* **WORK TO BE COMPLETED**
Every line of the data that includes "wall" should be copied out.

(Collected data)
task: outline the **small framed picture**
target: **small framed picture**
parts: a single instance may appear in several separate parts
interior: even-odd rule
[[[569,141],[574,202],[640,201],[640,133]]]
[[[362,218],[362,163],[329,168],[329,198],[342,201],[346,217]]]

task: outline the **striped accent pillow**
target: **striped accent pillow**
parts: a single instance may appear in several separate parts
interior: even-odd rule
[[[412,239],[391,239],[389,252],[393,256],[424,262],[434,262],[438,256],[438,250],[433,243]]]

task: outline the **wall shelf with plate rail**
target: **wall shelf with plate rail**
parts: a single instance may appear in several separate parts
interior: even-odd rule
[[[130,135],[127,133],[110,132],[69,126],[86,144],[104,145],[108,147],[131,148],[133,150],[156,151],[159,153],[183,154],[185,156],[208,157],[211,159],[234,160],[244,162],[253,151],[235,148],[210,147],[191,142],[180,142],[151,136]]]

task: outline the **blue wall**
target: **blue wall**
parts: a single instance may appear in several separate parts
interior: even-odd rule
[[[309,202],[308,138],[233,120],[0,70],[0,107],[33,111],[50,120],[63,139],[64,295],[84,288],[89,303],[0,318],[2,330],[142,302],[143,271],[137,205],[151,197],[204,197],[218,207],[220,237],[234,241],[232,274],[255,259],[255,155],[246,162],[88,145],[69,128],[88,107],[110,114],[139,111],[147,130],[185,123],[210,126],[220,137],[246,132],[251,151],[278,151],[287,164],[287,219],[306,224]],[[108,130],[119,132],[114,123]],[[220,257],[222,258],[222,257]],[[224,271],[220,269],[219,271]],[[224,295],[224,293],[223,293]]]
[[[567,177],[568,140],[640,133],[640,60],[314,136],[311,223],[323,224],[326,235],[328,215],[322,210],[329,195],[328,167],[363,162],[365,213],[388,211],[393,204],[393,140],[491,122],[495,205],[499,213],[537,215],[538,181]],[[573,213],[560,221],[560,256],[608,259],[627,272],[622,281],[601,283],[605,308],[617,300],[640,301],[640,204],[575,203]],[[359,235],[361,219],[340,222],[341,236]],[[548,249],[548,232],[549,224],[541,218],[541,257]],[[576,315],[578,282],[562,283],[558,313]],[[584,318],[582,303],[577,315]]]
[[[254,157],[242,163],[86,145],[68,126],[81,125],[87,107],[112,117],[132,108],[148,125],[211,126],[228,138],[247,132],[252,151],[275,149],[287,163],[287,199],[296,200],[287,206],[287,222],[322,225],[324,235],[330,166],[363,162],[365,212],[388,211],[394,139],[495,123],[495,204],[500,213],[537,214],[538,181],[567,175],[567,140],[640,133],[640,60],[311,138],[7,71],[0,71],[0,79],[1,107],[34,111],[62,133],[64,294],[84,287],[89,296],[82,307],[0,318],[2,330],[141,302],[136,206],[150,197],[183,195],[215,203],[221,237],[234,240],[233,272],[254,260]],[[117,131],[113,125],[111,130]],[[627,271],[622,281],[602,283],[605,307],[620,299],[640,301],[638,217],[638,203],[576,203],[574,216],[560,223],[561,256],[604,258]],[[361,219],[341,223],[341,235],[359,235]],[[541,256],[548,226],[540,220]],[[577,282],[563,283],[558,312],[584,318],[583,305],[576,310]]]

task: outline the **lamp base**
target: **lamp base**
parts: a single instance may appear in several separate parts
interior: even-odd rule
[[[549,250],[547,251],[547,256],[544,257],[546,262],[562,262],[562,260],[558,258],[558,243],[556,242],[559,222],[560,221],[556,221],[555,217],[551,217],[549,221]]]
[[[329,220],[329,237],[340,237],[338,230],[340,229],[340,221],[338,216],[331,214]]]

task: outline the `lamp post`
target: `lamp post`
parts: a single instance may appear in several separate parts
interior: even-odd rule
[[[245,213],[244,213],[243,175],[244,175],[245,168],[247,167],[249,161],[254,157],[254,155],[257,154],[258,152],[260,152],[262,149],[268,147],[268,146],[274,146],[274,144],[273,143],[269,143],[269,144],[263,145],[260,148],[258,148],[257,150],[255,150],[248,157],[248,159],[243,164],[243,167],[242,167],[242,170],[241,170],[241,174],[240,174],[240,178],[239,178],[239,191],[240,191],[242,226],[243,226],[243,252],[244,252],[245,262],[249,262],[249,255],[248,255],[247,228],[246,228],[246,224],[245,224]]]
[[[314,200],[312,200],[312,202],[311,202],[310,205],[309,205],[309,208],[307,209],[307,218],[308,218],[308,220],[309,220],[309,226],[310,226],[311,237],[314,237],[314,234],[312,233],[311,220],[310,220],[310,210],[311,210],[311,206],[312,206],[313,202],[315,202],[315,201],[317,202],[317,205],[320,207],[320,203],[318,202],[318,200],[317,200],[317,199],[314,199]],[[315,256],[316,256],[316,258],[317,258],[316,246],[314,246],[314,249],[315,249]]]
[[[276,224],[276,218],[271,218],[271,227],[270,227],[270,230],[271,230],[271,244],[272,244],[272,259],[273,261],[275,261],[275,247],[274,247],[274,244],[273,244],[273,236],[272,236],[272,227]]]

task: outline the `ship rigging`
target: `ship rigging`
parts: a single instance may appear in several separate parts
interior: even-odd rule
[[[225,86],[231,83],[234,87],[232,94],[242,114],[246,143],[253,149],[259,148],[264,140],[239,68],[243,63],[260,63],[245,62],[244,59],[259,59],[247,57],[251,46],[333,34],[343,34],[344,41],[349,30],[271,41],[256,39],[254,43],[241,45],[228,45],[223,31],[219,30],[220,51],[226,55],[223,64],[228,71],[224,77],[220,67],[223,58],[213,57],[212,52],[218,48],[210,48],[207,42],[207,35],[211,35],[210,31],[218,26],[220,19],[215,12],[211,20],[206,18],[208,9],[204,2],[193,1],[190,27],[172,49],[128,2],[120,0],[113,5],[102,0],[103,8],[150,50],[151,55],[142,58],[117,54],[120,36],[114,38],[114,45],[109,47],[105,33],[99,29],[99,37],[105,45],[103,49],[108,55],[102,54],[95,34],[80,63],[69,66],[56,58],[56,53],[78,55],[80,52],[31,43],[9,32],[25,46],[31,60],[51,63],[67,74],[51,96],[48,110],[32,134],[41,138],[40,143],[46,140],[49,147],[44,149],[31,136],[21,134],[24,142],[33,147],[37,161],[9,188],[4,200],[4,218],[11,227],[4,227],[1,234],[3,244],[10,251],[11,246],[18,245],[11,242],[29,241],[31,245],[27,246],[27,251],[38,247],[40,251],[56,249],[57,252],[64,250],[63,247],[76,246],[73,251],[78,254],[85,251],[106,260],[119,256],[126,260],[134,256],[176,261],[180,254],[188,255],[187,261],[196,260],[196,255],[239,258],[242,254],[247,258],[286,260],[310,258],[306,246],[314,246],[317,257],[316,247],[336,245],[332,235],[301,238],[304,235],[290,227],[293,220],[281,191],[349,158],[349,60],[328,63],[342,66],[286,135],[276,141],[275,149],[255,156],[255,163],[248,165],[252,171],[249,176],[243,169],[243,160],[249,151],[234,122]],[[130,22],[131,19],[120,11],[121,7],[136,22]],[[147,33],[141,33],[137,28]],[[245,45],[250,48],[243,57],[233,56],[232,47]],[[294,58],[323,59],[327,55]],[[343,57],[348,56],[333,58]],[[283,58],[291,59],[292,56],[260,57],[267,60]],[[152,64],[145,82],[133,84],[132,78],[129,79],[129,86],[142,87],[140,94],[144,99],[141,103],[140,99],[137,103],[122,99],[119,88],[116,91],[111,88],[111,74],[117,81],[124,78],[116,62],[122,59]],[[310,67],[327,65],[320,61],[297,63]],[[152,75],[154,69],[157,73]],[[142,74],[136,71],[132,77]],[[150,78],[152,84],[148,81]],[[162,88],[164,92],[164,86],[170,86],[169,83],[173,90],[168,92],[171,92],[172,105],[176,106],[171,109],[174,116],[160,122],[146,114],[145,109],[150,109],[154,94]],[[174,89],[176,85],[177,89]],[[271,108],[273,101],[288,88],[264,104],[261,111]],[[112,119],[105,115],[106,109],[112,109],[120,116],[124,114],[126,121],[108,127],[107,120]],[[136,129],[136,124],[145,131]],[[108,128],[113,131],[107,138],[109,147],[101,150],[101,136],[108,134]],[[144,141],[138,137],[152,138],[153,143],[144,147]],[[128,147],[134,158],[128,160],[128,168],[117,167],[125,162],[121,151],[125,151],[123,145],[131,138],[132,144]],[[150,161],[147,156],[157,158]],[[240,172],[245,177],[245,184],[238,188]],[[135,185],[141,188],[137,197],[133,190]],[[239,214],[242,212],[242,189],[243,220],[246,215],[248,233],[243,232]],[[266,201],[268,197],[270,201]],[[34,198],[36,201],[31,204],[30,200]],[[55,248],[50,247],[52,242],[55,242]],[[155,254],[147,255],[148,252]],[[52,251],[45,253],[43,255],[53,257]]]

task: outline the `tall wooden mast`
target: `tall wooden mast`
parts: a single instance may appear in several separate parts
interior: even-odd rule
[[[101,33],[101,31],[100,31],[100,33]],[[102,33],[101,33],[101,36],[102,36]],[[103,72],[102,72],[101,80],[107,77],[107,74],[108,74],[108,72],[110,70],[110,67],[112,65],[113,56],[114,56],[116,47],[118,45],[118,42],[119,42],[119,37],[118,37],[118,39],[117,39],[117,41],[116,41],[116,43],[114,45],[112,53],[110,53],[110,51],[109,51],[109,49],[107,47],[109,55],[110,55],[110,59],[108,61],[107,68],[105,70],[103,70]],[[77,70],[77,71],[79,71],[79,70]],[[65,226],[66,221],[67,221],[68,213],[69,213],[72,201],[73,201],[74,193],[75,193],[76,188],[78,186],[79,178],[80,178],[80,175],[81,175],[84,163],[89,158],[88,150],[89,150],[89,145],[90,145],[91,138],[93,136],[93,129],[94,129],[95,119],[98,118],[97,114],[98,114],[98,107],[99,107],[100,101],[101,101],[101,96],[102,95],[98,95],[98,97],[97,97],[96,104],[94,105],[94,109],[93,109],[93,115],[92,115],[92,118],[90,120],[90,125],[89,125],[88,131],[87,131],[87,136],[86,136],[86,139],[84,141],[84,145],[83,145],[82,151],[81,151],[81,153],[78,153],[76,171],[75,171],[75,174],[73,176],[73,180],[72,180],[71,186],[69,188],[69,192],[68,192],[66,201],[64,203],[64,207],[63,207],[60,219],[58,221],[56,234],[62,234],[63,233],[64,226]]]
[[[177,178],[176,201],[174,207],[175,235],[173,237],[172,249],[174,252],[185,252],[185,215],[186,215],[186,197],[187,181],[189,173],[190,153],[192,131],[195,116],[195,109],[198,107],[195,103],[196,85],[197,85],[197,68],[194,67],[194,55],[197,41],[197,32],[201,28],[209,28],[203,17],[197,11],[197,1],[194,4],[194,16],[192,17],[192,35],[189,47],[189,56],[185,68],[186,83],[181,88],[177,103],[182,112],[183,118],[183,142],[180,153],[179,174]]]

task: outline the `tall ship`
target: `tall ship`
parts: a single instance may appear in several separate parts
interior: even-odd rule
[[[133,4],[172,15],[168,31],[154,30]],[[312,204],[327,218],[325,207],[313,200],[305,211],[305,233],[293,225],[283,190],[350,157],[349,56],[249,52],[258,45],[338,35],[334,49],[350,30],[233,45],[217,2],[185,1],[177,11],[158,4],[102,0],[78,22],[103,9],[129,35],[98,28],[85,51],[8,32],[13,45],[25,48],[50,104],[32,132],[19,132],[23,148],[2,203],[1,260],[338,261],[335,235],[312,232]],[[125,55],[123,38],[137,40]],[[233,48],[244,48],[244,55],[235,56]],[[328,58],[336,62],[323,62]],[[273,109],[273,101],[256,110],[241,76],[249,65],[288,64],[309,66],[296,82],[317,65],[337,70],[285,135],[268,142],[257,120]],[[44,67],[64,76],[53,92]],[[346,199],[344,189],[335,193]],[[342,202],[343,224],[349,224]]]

* **EXERCISE RESPONSE**
task: outline the **wall shelf with plate rail**
target: **wall shelf with plate rail**
task: outline the **blue wall**
target: **blue wall**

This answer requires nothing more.